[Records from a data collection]
============================================================

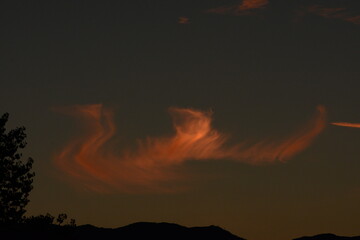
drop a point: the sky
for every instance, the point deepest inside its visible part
(238, 113)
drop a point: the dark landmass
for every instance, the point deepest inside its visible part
(328, 236)
(136, 231)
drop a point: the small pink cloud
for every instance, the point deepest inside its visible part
(243, 8)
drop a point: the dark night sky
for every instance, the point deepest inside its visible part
(262, 66)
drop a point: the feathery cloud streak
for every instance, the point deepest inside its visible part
(93, 162)
(240, 9)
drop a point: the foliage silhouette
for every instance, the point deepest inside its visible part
(16, 177)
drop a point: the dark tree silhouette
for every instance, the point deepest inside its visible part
(16, 177)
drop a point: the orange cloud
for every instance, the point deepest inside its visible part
(240, 9)
(156, 162)
(345, 124)
(184, 20)
(334, 13)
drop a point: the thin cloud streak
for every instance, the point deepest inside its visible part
(346, 124)
(91, 160)
(240, 9)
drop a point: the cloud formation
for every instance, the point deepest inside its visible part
(154, 165)
(243, 8)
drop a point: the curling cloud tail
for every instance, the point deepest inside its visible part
(154, 165)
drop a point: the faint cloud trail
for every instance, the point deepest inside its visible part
(240, 9)
(92, 160)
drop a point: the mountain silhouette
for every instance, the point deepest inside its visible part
(136, 231)
(328, 236)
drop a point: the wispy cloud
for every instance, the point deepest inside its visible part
(334, 13)
(91, 160)
(243, 8)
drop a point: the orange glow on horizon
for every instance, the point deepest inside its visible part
(240, 9)
(155, 163)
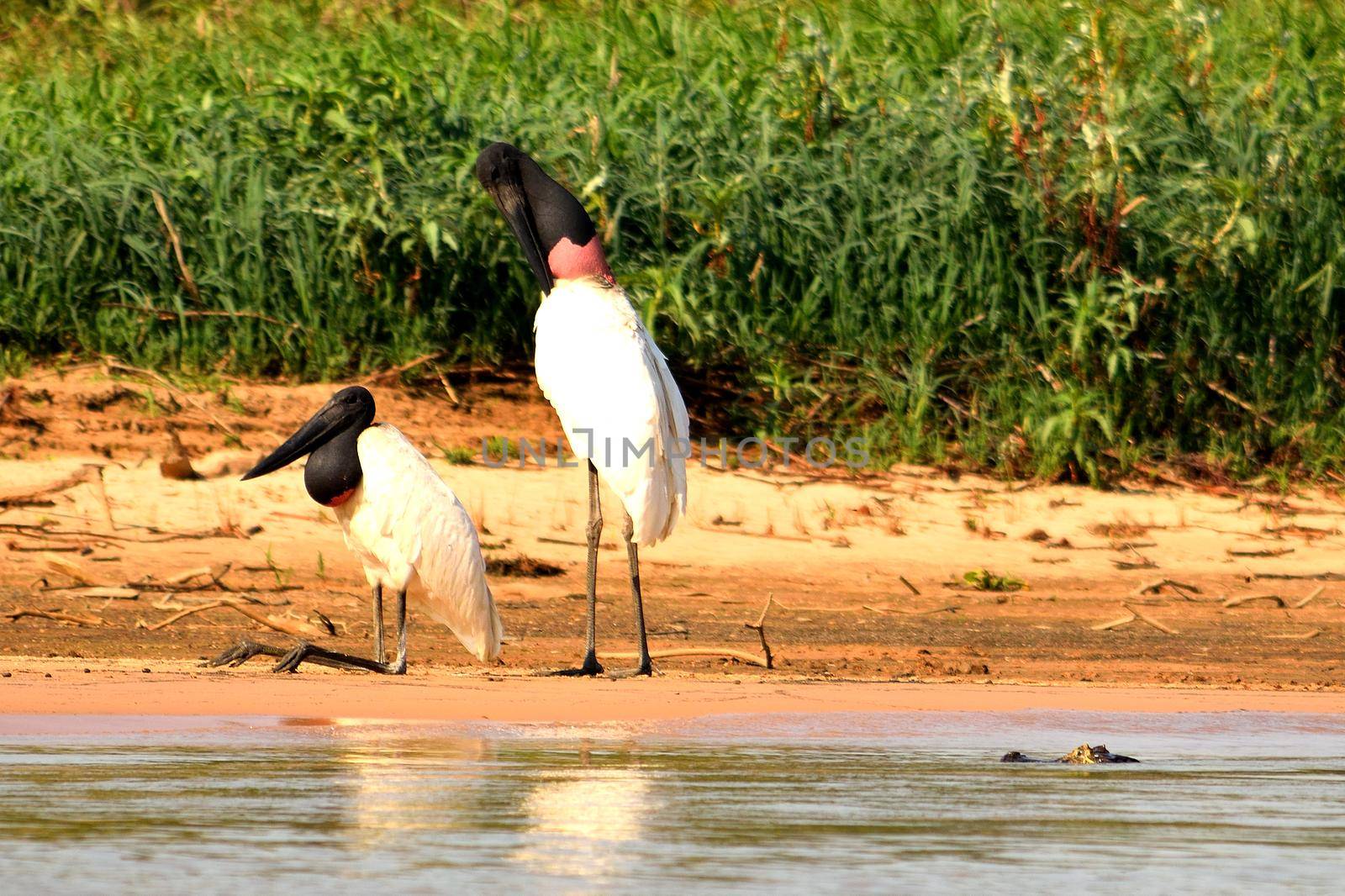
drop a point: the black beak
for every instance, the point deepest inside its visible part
(322, 428)
(510, 198)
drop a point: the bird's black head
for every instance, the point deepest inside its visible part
(330, 436)
(551, 225)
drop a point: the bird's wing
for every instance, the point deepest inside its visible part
(616, 400)
(409, 517)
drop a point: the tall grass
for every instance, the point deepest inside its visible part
(1042, 237)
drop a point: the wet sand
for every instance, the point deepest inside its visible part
(179, 689)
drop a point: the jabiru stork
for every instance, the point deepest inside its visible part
(599, 367)
(401, 521)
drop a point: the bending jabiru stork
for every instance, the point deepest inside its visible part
(599, 367)
(401, 521)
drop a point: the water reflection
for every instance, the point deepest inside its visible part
(340, 804)
(578, 818)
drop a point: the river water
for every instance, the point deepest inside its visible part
(1221, 802)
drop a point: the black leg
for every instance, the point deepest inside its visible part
(306, 653)
(645, 667)
(378, 623)
(595, 533)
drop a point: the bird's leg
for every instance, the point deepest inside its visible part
(378, 622)
(306, 653)
(595, 533)
(246, 649)
(242, 651)
(645, 667)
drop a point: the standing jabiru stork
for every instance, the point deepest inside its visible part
(401, 521)
(599, 367)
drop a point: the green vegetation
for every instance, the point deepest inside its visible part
(1037, 237)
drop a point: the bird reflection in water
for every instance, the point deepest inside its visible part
(578, 817)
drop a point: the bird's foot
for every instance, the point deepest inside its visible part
(242, 651)
(309, 653)
(591, 669)
(643, 669)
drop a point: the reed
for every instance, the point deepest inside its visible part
(1036, 237)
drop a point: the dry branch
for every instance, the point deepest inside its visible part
(1315, 595)
(398, 370)
(161, 208)
(98, 591)
(1157, 584)
(1247, 599)
(1116, 623)
(113, 365)
(40, 495)
(1145, 618)
(759, 627)
(302, 630)
(693, 651)
(165, 314)
(71, 569)
(1304, 635)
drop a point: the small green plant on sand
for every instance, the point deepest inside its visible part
(986, 580)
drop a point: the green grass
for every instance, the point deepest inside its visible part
(1032, 237)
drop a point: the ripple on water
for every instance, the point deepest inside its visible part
(845, 801)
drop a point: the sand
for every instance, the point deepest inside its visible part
(868, 575)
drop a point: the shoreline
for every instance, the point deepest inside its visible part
(109, 688)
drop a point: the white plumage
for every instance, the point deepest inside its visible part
(600, 369)
(404, 522)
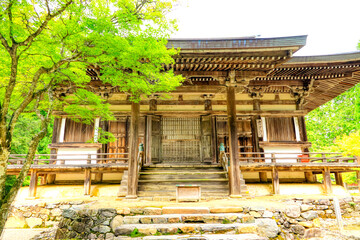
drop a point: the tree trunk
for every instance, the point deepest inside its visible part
(7, 200)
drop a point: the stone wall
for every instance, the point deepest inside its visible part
(300, 218)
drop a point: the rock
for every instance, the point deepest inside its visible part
(109, 236)
(293, 211)
(310, 215)
(145, 220)
(306, 207)
(267, 227)
(297, 229)
(255, 214)
(313, 233)
(116, 222)
(148, 230)
(226, 210)
(267, 214)
(159, 220)
(246, 228)
(70, 213)
(192, 218)
(247, 219)
(173, 219)
(186, 210)
(107, 212)
(187, 228)
(79, 227)
(101, 229)
(92, 236)
(152, 211)
(33, 222)
(324, 202)
(16, 222)
(167, 230)
(131, 219)
(124, 230)
(306, 224)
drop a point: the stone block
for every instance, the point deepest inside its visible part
(310, 215)
(246, 228)
(186, 210)
(293, 211)
(131, 219)
(145, 220)
(116, 222)
(306, 207)
(34, 222)
(267, 227)
(152, 211)
(124, 230)
(226, 210)
(159, 220)
(148, 231)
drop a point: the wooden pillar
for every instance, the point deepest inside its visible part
(263, 176)
(51, 178)
(309, 177)
(98, 177)
(234, 170)
(148, 139)
(33, 183)
(327, 180)
(338, 179)
(87, 182)
(275, 181)
(133, 149)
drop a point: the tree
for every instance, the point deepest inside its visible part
(45, 43)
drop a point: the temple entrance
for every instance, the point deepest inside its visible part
(181, 140)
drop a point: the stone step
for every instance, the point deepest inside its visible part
(181, 173)
(189, 218)
(173, 193)
(186, 180)
(247, 236)
(185, 228)
(173, 187)
(183, 176)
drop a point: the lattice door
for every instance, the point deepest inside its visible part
(180, 140)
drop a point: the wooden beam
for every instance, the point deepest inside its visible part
(234, 170)
(339, 179)
(87, 182)
(309, 177)
(33, 183)
(148, 139)
(263, 177)
(133, 149)
(275, 181)
(98, 177)
(327, 180)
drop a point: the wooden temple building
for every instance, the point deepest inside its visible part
(238, 118)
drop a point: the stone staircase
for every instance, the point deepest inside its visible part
(158, 182)
(187, 223)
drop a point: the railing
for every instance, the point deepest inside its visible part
(140, 158)
(71, 159)
(305, 157)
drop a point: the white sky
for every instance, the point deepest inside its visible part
(332, 26)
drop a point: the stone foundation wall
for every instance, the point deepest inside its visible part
(300, 218)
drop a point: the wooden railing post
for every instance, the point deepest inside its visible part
(234, 169)
(33, 183)
(87, 182)
(134, 138)
(327, 180)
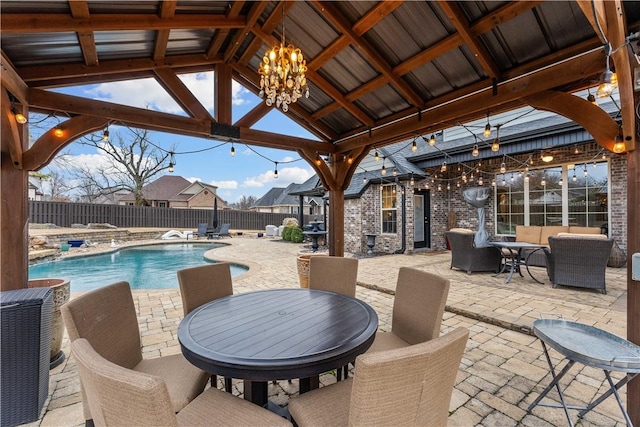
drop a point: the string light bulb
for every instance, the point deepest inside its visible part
(20, 118)
(172, 162)
(487, 128)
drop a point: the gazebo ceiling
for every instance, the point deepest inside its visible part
(378, 71)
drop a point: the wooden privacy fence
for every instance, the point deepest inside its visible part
(65, 214)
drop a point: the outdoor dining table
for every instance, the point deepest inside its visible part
(277, 334)
(516, 261)
(590, 346)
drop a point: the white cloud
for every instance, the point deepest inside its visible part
(227, 185)
(286, 176)
(147, 93)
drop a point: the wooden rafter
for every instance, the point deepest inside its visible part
(80, 9)
(221, 35)
(23, 23)
(167, 10)
(335, 17)
(456, 16)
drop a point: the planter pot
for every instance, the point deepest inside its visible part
(303, 268)
(61, 294)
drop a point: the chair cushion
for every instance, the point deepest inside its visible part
(551, 230)
(387, 341)
(215, 407)
(184, 381)
(326, 406)
(529, 233)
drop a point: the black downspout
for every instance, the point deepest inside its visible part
(404, 222)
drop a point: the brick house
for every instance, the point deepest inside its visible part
(171, 191)
(582, 184)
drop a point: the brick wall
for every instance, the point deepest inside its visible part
(448, 208)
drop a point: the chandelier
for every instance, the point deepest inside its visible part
(282, 74)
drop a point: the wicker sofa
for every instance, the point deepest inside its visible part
(465, 256)
(578, 260)
(540, 235)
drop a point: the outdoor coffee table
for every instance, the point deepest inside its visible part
(515, 261)
(592, 347)
(277, 334)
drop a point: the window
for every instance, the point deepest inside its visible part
(389, 214)
(563, 195)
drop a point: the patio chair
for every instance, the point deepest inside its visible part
(466, 257)
(424, 373)
(106, 317)
(578, 261)
(418, 307)
(119, 396)
(223, 232)
(203, 228)
(334, 274)
(202, 284)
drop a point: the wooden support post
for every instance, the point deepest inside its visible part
(14, 213)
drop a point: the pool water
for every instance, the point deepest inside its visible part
(144, 267)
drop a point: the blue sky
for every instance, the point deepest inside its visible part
(249, 173)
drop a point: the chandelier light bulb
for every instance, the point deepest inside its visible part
(283, 75)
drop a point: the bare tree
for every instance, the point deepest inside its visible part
(131, 164)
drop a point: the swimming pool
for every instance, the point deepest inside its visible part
(144, 267)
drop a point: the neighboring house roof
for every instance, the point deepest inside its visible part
(173, 188)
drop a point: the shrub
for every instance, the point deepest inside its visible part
(286, 233)
(296, 235)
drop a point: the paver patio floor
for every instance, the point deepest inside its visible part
(503, 369)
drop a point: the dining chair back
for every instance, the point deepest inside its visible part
(334, 274)
(425, 376)
(202, 284)
(418, 305)
(106, 318)
(119, 396)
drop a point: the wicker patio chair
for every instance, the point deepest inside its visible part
(424, 373)
(578, 261)
(107, 318)
(465, 256)
(202, 284)
(418, 307)
(119, 396)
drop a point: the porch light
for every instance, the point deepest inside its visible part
(20, 118)
(619, 146)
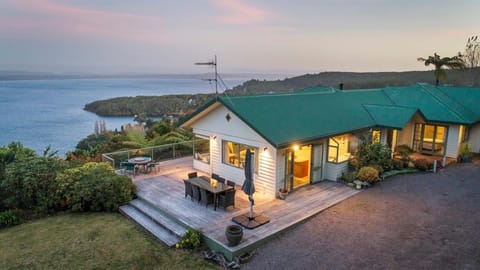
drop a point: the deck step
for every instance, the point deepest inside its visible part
(159, 217)
(150, 225)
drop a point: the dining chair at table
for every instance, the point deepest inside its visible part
(129, 167)
(221, 180)
(206, 197)
(195, 193)
(231, 183)
(188, 189)
(227, 199)
(152, 166)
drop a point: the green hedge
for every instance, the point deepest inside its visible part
(94, 187)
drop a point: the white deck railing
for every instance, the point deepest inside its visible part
(157, 153)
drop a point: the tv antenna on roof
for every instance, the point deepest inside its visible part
(214, 64)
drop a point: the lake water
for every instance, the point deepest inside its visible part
(39, 113)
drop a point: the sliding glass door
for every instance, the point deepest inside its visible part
(430, 139)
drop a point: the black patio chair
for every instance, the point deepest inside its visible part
(196, 193)
(206, 197)
(221, 180)
(188, 189)
(152, 166)
(227, 199)
(129, 167)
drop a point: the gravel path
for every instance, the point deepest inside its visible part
(417, 221)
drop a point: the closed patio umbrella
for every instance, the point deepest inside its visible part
(248, 186)
(252, 221)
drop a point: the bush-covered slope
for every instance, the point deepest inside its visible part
(179, 104)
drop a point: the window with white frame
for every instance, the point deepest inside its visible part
(341, 148)
(234, 153)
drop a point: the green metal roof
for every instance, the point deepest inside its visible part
(282, 119)
(468, 97)
(320, 112)
(434, 105)
(390, 116)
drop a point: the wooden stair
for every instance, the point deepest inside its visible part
(154, 221)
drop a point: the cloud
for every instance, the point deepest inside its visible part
(240, 13)
(47, 17)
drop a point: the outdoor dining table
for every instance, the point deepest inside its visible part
(141, 161)
(210, 185)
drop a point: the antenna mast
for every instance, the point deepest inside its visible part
(214, 64)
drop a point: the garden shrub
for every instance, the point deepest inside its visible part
(398, 164)
(370, 154)
(9, 218)
(405, 151)
(191, 240)
(423, 164)
(349, 177)
(368, 174)
(29, 183)
(94, 187)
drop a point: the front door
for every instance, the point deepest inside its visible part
(297, 167)
(317, 163)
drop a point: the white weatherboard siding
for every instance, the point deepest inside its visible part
(201, 166)
(474, 137)
(333, 171)
(405, 136)
(280, 169)
(235, 130)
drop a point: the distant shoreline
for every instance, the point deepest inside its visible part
(20, 76)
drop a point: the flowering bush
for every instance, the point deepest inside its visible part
(423, 164)
(192, 239)
(9, 218)
(368, 174)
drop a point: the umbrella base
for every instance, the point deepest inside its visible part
(245, 221)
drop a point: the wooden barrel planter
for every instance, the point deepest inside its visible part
(234, 234)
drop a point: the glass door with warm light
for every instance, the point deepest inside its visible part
(297, 167)
(317, 163)
(430, 139)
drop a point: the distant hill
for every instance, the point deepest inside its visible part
(181, 104)
(150, 105)
(350, 80)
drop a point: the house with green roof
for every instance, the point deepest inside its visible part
(308, 136)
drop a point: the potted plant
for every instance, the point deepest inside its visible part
(465, 152)
(234, 234)
(282, 193)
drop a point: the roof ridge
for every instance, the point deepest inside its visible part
(456, 102)
(369, 114)
(458, 114)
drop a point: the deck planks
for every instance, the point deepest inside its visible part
(165, 190)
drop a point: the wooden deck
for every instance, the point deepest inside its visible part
(165, 190)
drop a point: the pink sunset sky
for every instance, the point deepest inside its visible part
(263, 36)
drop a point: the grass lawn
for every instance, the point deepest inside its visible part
(89, 241)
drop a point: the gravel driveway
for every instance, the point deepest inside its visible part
(417, 221)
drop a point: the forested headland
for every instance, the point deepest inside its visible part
(178, 105)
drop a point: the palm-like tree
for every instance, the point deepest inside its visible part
(455, 62)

============================================================

The task
Only the lines from the one that contains "drop a point: the deck planks" to the end of the data should be output, exactly as they appear.

Response to the task
drop a point: the deck planks
for every instance, the point deepest inside its visible part
(165, 190)
drop a point: the wooden deck
for every instance, the point deepest inside its visible part
(165, 190)
drop a point: the pink sunset sky
for every instance, the point deepest inside its visible part
(263, 36)
drop a point: the grass lawn
for every instance, the point deepest inside its visible part
(89, 241)
drop a point: the gravel driveway
for every instance, the point deepest inside its visible part
(417, 221)
drop a point: the forested headland
for every instance, the point deepest inside its visible part
(178, 105)
drop a point: the palm-like tree
for every instance, the point deepest inside its visible part
(455, 62)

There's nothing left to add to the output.